(Saved data entries)

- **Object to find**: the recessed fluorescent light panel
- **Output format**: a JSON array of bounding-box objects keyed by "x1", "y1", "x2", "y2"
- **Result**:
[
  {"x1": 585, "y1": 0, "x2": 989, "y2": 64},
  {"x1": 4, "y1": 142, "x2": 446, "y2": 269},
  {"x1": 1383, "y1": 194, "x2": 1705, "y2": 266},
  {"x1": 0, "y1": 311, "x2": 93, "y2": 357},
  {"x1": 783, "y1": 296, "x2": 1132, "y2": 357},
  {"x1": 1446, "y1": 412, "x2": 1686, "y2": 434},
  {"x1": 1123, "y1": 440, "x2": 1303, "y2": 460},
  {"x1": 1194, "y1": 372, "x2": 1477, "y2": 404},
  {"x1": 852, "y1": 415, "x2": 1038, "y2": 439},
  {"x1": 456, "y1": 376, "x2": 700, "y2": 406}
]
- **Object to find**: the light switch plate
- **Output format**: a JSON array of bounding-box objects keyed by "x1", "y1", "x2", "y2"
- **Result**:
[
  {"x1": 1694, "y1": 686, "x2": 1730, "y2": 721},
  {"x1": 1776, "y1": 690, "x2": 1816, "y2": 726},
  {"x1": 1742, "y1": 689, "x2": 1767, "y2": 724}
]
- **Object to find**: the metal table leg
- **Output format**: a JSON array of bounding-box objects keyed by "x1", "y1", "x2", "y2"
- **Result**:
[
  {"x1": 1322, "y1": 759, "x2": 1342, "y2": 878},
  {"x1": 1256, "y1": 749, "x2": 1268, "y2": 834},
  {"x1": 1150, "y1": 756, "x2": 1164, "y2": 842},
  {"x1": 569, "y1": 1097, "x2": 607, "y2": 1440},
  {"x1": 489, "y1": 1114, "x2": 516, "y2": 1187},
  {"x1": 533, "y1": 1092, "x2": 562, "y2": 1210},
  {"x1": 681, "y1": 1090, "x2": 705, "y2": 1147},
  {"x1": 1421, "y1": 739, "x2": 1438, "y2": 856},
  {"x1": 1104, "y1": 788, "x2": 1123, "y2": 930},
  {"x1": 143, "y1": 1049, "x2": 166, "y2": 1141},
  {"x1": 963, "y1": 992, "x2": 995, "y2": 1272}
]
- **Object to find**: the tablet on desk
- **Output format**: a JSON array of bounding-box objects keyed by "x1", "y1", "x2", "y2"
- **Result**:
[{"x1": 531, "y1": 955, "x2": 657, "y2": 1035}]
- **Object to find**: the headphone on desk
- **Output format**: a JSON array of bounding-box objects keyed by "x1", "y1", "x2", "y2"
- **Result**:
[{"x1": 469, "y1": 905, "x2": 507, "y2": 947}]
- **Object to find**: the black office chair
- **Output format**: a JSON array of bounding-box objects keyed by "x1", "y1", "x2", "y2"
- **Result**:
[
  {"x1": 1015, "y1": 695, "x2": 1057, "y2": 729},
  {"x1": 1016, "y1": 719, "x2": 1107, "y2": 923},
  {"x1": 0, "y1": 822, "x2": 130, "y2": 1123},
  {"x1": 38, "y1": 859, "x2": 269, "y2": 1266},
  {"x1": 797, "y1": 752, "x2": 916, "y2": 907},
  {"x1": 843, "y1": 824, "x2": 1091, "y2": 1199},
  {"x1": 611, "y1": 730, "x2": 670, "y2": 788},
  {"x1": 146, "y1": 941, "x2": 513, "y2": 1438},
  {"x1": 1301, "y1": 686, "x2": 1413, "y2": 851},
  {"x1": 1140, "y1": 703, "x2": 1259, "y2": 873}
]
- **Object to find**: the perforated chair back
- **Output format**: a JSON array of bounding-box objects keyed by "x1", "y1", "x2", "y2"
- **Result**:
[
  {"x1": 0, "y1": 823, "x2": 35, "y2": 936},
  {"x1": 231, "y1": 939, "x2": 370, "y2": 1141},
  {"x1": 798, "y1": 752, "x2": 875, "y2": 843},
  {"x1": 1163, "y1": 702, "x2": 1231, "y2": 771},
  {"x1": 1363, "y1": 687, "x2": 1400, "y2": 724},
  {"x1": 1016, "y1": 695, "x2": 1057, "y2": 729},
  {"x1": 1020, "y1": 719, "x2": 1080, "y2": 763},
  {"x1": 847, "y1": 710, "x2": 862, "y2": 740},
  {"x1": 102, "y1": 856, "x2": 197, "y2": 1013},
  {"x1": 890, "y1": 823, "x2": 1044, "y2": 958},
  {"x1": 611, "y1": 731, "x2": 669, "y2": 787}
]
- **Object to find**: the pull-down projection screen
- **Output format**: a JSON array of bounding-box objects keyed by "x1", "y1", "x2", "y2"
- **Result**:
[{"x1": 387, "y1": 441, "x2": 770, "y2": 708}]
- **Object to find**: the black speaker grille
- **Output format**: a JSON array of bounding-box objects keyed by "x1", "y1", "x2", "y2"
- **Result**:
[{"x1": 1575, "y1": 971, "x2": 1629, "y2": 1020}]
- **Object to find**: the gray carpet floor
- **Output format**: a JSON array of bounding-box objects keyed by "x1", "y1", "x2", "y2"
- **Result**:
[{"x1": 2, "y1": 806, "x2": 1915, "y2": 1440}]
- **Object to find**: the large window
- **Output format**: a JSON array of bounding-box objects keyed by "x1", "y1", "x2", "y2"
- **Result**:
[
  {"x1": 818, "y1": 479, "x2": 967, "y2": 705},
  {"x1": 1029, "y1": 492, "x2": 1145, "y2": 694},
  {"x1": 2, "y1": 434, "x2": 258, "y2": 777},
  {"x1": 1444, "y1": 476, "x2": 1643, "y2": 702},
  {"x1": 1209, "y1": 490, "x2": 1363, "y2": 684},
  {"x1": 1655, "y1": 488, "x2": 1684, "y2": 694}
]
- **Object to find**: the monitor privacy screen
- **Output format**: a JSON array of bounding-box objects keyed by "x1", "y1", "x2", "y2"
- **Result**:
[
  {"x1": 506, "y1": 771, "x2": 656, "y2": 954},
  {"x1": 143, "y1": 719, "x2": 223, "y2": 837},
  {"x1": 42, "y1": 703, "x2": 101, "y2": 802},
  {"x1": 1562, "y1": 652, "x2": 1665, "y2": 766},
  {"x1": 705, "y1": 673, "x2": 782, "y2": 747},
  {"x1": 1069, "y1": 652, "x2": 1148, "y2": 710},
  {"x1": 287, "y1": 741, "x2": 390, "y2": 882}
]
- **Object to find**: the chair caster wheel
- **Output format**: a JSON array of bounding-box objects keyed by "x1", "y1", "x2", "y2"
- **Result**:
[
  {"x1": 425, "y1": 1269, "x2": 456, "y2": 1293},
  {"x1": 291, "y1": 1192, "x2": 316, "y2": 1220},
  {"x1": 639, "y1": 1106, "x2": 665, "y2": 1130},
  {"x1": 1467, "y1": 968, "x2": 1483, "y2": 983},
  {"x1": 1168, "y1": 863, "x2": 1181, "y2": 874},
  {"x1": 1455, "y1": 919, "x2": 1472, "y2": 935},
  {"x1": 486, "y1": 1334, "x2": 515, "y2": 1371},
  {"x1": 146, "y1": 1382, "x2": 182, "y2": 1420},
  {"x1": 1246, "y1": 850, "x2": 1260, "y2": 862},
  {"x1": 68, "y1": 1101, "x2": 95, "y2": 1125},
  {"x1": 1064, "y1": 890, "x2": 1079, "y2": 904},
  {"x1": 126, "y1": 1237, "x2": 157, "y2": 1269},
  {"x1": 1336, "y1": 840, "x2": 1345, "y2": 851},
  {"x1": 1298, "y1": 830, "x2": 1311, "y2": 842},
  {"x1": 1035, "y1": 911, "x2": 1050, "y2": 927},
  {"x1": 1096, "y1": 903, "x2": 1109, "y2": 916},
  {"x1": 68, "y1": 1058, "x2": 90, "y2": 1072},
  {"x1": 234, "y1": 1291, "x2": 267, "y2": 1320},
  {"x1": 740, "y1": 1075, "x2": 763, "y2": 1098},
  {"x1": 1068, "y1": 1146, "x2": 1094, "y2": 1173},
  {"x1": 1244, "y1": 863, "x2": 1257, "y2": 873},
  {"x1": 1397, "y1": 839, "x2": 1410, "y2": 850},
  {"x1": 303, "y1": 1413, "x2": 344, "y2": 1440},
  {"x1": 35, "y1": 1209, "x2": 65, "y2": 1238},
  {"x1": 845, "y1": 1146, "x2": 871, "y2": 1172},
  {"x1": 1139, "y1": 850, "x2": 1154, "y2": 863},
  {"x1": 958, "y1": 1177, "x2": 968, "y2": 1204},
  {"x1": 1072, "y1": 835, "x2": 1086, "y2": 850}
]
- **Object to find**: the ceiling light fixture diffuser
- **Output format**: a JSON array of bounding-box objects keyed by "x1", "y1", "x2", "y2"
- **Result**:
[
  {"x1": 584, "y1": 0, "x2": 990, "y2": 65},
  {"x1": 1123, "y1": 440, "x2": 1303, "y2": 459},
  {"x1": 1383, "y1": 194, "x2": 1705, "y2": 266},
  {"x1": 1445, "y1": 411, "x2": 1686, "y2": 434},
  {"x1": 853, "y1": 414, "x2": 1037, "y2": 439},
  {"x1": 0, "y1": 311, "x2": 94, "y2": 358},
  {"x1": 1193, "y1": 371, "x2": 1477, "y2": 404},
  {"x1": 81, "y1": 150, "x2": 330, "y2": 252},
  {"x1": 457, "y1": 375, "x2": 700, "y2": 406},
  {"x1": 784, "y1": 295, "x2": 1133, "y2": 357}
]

EXERCISE INSTRUCTIONS>
Of the entries listed above, reproduce only the lines starting at the line containing "- **Object to find**: the black speaker" and ending at the line containing "- **Object to find**: the large window". Include both, exactly as they stand.

OUTPUT OF THE TASK>
- **Object to find**: the black speaker grille
- **Output format**: a JSON array of bounding-box objects keyed by "x1", "y1", "x2", "y2"
- **Result**:
[{"x1": 1575, "y1": 971, "x2": 1629, "y2": 1020}]
- **Object to find**: the gray carpet floor
- **Output format**: a JSON array of bounding-box objects keyed by "x1", "y1", "x2", "y2"
- **Result**:
[{"x1": 2, "y1": 806, "x2": 1915, "y2": 1440}]
- **Object to find**: the large window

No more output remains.